Job 1:
In the interview intro about Kane Brown, who wrote "Worldwide Beautiful" with him?
Job 2:
Summarize the interview intro about Kane Brown in two sentences.
Job 3:
Pick up the interview intro about Kane Brown after its last sentence and keep writing.

==== Text shown

Interview by Holly Gleason

It was three or four days into the protests surrounding George Floyd, Breonna Taylor and Ahmaud Arbery when Kane Brown knew what he needed to do. The RCA Nashville star saw the pain and divisiveness fueling the unrest, he heard the arguments, and it so happened that he’d already come up with a song that met these issues head on—not with bitterness but with the hard-earned belief that change is possible.

“I’d had ‘Worldwide Beautiful’ for over a year,” Brown explains. “We were saving it for my album. But all the people in the media and on social media, even my family, were just shouting and no one was listening. That wasn’t going to solve anything; it was just making it worse. So, like the song says, ‘One love, one God, one family.’ I figure if we start there, we’ve got a chance.”

This mixed-race kid from Georgia is no stranger to polarization and negative reactions from both sides. He embraces everything about who he is and wishes the world could find love for all instead of leaning into hating what’s different. In writing “Worldwide Beautiful” with Shy Carter, Ryan Hurd and Jordan Schmidt, Brown wanted to portray a world where different is beautiful and recognizing universal humanity builds bridges.

========
==== Supplied data

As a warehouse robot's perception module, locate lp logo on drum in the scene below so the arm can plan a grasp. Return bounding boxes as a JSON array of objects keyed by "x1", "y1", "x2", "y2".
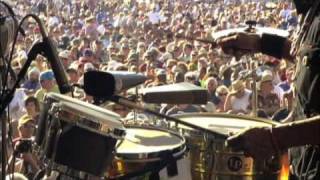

========

Answer 1:
Shy Carter, Ryan Hurd and Jordan Schmidt.

Answer 2:
A few days into the protests over George Floyd, Breonna Taylor and Ahmaud Arbery, RCA Nashville star Kane Brown knew what he needed to do, since "Worldwide Beautiful," a song he had been saving for his album for over a year, met the issues head on while people around him were shouting and not listening. Brown, a mixed-race man from Georgia who has faced negative reactions from both sides, wrote the song with Shy Carter, Ryan Hurd and Jordan Schmidt to portray a world where difference is beautiful and recognizing universal humanity builds bridges.

Answer 3:
Exploding as an Internet sensation before maturing into a country superstar with “Heaven,” “What Ifs” and “Lose It,” as well as collaborations with Camilla Cabello, John Legend and Marshmello, Brown represents a new age dawning in Music City. Driven by streaming, embracing a hip-hop flow with his Southern-tinged songs and looking like the very things he sings about, Brown offers quiet healing rather than big statements.

So when he and manager Martha Earls approached Sony Nashville head Randy Goodman about releasing “Worldwide Beautiful,” all three knew there’d be pushback. But, united in their commitment to bring people together, they dropped the song anyway. And then the craziest thing happened: “Worldwide Beautiful” debuted at #32 on the Country Singles chart. Yes, radio is the platform leading the charge.

You’ve always been very open in your writing.
I’m definitely not scared to talk about my life and how I’m raised. I can see that with my songs, what people love are the feelings. “Worldwide Beautiful” is not a story about someone else—“Heaven,” or “What Ifs”—it’s a story about where I’ve been. All the other people who’ve been there too can hear it and feel it. Having to grow up fast, I maybe saw some things in a different way than other kids. My world was different, and it made me guarded. But it also showed me how to see things from other places.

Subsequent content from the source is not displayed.